Directions: For this exercise, write out every entry exactly and leave the pictures out.

Information given:
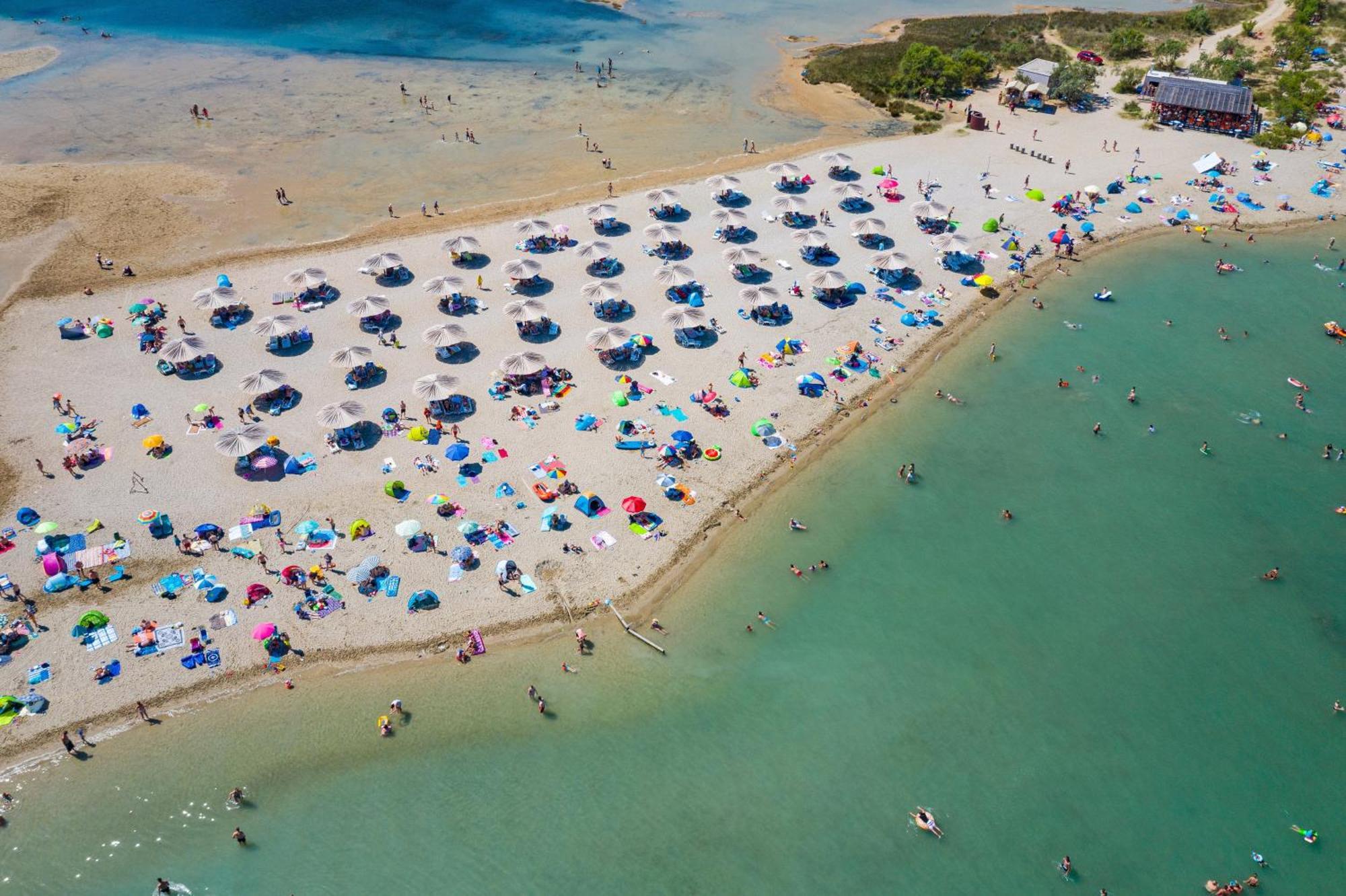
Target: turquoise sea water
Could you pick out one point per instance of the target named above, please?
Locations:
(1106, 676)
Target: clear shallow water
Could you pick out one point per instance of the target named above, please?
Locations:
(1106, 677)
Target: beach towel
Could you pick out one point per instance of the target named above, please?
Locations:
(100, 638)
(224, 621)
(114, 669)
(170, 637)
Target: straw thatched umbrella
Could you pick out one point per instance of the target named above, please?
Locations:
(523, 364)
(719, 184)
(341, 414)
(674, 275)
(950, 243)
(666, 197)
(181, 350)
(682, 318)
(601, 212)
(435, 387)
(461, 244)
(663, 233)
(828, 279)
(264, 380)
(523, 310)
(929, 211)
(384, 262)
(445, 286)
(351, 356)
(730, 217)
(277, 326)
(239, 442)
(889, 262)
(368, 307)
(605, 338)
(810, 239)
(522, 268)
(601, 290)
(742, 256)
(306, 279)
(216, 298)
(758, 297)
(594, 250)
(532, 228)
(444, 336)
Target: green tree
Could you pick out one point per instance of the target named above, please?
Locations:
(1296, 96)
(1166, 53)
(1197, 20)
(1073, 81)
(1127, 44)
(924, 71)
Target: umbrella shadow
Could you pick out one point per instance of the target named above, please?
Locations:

Answer space:
Target: turquoise sea water
Could you pick out one point per instance of the target named above, please?
Locations:
(1106, 676)
Target: clear shallow water
Could you pick out one point per instance of the target named above, please?
Locations:
(1106, 677)
Target: beach towel
Could you pick out one point per instance of the target named above, please?
Locations:
(100, 638)
(224, 621)
(114, 669)
(170, 637)
Target: straw thatched umbrella
Could you pick out one point per instance of the target named above, please?
Locations:
(523, 364)
(719, 184)
(341, 414)
(674, 275)
(950, 243)
(666, 197)
(181, 350)
(682, 318)
(601, 212)
(435, 387)
(461, 244)
(663, 233)
(828, 279)
(264, 380)
(523, 310)
(929, 211)
(384, 262)
(445, 286)
(351, 356)
(730, 217)
(277, 326)
(239, 442)
(889, 262)
(368, 307)
(605, 338)
(810, 239)
(522, 268)
(601, 290)
(742, 256)
(306, 279)
(216, 298)
(758, 297)
(594, 250)
(532, 228)
(444, 336)
Target: green tree
Could you pick out one point per instance of the target named above, please?
Locations:
(1296, 96)
(1166, 53)
(1197, 20)
(1073, 81)
(1127, 44)
(924, 71)
Target: umbrella shadow
Could you pick out one point per instance of the target named above, please?
Locations:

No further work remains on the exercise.